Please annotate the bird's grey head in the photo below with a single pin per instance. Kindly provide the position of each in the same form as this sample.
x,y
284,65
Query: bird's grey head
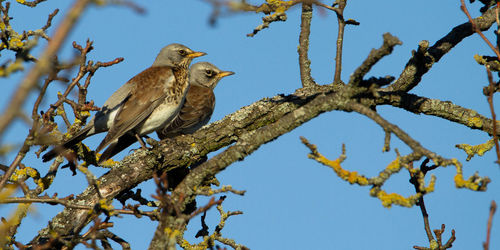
x,y
206,74
176,55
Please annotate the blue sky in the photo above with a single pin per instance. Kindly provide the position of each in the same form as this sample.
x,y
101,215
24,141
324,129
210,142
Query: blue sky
x,y
293,202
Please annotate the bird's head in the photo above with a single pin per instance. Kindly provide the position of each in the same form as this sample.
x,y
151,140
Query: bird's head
x,y
206,74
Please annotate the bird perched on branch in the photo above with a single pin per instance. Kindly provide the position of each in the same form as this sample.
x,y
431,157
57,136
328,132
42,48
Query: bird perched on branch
x,y
147,102
196,111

• • • • •

__Problem details__:
Reproduce all of the material above line for line, without altering any wording or numbers. Omit the picture from your copy.

__Solution__:
Please annotate the bird's grey head in the photo below with a single pin per instance. Kindly provide the position of each in the same form as this sample.
x,y
284,65
Query: bird's grey head
x,y
206,74
176,55
Please annotate the blue sky in the photo above with a single pin per instance. Kindly provide the position of each in the same form as this sample.
x,y
101,215
24,141
324,129
210,142
Query: blue sky
x,y
293,202
Please annotate the bird's head in the photo above with a single pin per instance. Kindly provide the position of each in the same form as this sample.
x,y
151,140
Query: bird's head
x,y
206,74
Please annotate the bird perched on branch in the photo above with a single pin per instance. Kindly provide the position of each in the same form as this sample.
x,y
431,157
57,136
328,132
42,48
Query: bird perched on branch
x,y
147,102
196,111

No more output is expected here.